However, only legacy table features like column mapping can encounter that state, because most reader table features require reader version 3.

Based on all that, I would recommend we enforce strictly:

Most reader features must appear in both lists

An an exception, "legacy" reader features that do not require reader version 3 can still be specified by reader version 3, but still allow writer version < 7. In that case, the writerFeatures list does not even exist and so the reader feature cannot appear there.

The set of legacy reader features is small and unchanging (I think column mapping is the only one), so we should just hard-wire those exceptions.

NOTE: protocol (2, 4) is invalid. It would enable column mapping for reads but not for writes.

I agree, that makes sense :) @OussamaSaoudi could we capture those three bullets in a doc comment?

I was planning a rework of how we handle reader/writer features when I port over protocol logic. Would it make sense to handle these cases and clearly document them in that followup PR?

Edit: Added the doc comment, but I'll implement it when we bring in the reader/writer feature validation to table configuration.

scovich · 2025-01-17T19:47:49Z

kernel/src/scan/mod.rs

@@ -412,7 +412,7 @@ impl Scan {
            partition_columns: self.snapshot.metadata().partition_columns.clone(),


yes, exactly. Pass a TC if you need to know things about the snapshot; pass a snapshot only if you actually need to scan it

OussamaSaoudi · 2025-01-17T23:00:42Z

kernel/src/table_configuration.rs

+    pub(crate) fn column_mapping_mode(&self) -> &ColumnMappingMode {
+        &self.column_mapping_mode
+    }
+    /// The [`Schema`] of this table configuration's [`Metadata`]


These docs are similar to the ones in Snapshot. Ex:

/// Version of this `Snapshot` in the table. pub fn version(&self) -> Version { self.log_segment.end_version }

I'm not convinced these are useful doc comments. Anyone have thoughts?

One-liners like this are always tricky... in theory the name is self-describing. On the other hand, a single short sentence to confirm that for the reader isn't hard to write and may do some good?

OussamaSaoudi · 2025-01-18T00:04:17Z

kernel/src/table_configuration.rs

+        version: Version,
+    ) -> DeltaResult<Self> {
+        // important! before a read/write to the table we must check it is supported
+        protocol.ensure_read_supported()?;


TODO: We should be checking that writes are supported as well.

Dataset extract:
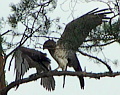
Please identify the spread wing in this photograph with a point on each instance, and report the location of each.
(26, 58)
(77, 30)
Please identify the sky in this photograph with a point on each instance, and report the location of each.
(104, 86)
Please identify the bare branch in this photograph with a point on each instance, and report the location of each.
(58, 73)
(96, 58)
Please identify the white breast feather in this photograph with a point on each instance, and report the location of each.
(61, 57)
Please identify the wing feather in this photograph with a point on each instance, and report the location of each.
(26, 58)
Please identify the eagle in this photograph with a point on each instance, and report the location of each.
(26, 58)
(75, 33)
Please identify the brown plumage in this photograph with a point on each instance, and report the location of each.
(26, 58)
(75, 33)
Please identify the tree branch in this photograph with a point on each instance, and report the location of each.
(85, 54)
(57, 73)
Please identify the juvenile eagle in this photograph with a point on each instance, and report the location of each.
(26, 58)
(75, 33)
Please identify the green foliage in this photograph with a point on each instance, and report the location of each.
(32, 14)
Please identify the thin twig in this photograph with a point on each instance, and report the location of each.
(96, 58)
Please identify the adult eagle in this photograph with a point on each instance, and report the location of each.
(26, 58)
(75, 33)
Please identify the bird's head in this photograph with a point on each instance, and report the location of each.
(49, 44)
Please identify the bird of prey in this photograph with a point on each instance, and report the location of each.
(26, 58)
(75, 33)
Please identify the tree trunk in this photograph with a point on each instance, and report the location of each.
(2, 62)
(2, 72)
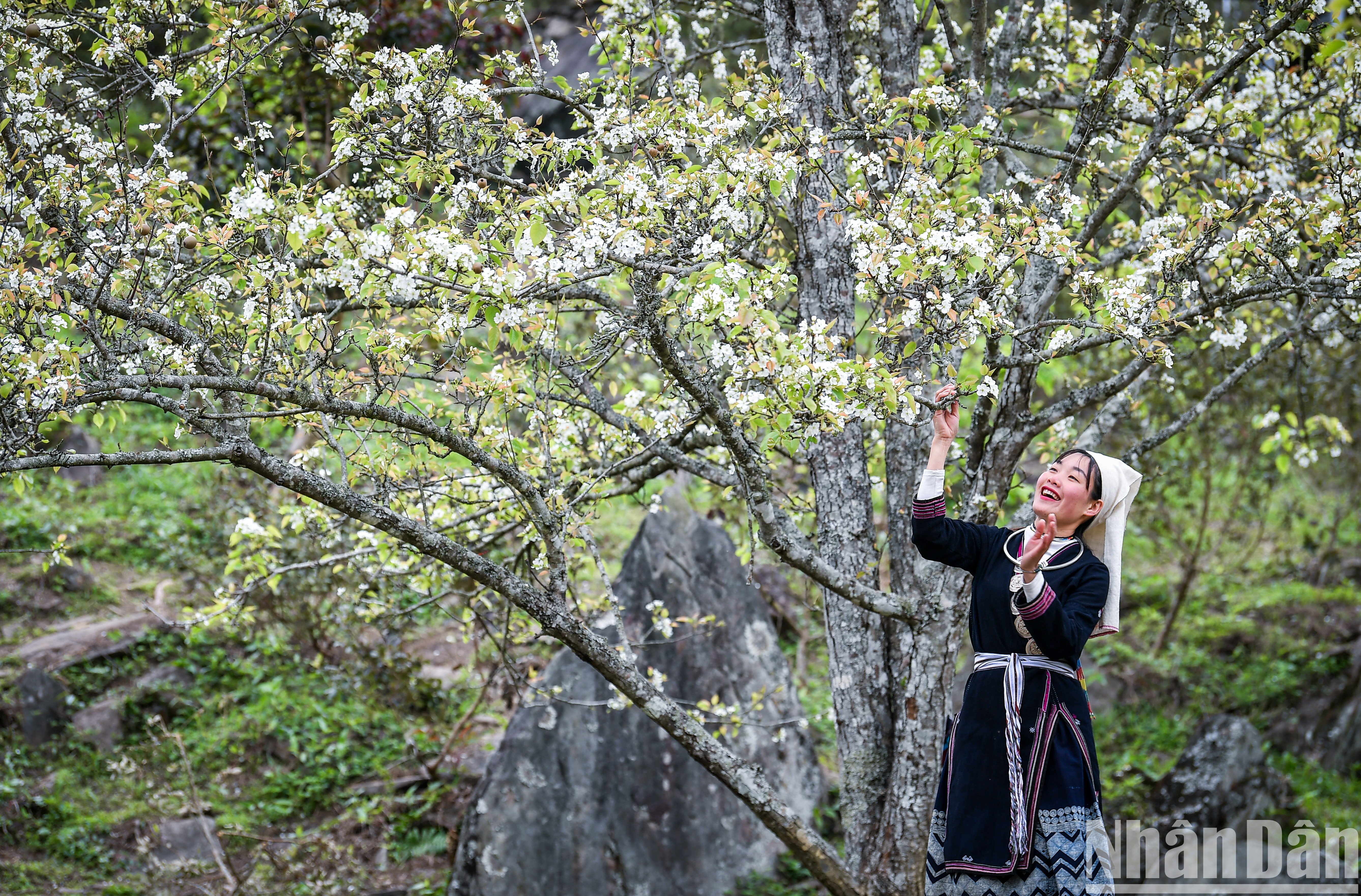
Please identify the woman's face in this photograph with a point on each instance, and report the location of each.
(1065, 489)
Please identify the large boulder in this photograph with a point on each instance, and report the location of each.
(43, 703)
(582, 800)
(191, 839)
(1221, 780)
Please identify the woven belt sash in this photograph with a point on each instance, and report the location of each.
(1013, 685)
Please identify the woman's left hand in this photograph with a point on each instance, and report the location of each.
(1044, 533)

--

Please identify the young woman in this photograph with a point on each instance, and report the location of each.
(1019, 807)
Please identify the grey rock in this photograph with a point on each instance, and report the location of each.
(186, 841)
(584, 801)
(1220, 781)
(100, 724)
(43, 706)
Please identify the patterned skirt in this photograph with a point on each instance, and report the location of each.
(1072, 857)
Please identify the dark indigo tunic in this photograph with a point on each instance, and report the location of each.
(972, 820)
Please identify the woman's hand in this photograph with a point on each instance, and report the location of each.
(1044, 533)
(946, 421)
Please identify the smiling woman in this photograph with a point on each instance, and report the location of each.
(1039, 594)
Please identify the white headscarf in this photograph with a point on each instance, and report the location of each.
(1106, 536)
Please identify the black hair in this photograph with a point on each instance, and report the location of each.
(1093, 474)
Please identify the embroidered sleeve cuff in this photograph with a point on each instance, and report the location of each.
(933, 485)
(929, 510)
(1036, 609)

Work required: Write the next part of the code review thread about Delta table reader and writer features, beginning right after its last comment.

Final result:
We also need to check that the set of write features is a subset of the read features. I think I'll leave that to the future PR that ports all of the protocol checks to TableConfiguration.

well - I think this needs to be configurable (don't need to check if write is supported if we only read the table)? this feels like more of a code smell that we might not be doing it in the right spot.

Yeah, I suspect Scan should ensure_read_supported() and Transaction should ensure_write_supported()

@nicklan see #644 (comment)

I suspect Scan should ensure_read_supported()

Problem is, Snapshot already did things that could be affected by reader features. It exposes the schema, for example. Could some future reader feature change the way we interpret schemas? Also, when table features themselves were introduced, it changed the way we interpret protocol actions.

I just think there should be (either via types or just docs/etc.) some clearer communication for 'checking {read/write} is supported' - I don't think it's blindingly apparent that a TableConfiguration::try_new would do all of the read/write support checking. don't need to solve here - I think this PR is a step in the right direction but would love to have a follow-up issue so we don't forget :)

OussamaSaoudi · 2025-01-19T00:25:22Z

kernel/src/table_configuration.rs

+    ///
+    /// [`TableChanges`]: crate::table_changes::TableChanges
+    #[cfg_attr(feature = "developer-visibility", visibility::make(pub))]
+    pub(crate) fn is_cdf_read_supported(&self) -> bool {


I don't do unit tests here because TableChanges already tests this path. I think it's worth creating an issue to port some of that to unit tests here.

Note that the testing in TableChanges is more of an integration test that reads a delta log and fails for various reasons. I don't think it's worth keeping integration tests.

If all this sounds good, I'll go ahead and make the issue :)

Not sure I quite followed... are you proposing that integration tests are unhelpful in general and should always be simplified to unit tests? Or that the specific existing TC tests don't need to be written as integration tests? Or something else?

Sorry, I'm saying that the integration tests can be simplified to unit tests. Unit tests make it clear that we're hitting all the edge cases that we want to hit.

lmk if you think my judgement is off though :)

I read that as: we have some TableChanges (integration) tests that basically need to be migrated to unit tests here, as they aren't specific to TableChanges and should just exercise this in isolation (in UT)

If that's the case - sounds good :)

Also added this to the tracking issue for #650

OussamaSaoudi · 2025-01-19T00:28:27Z

kernel/src/table_changes/mod.rs

+            if snapshot.table_configuration().is_cdf_read_supported() {
+                Ok(())
+            } else {
+                Err(Error::change_data_feed_unsupported(snapshot.version()))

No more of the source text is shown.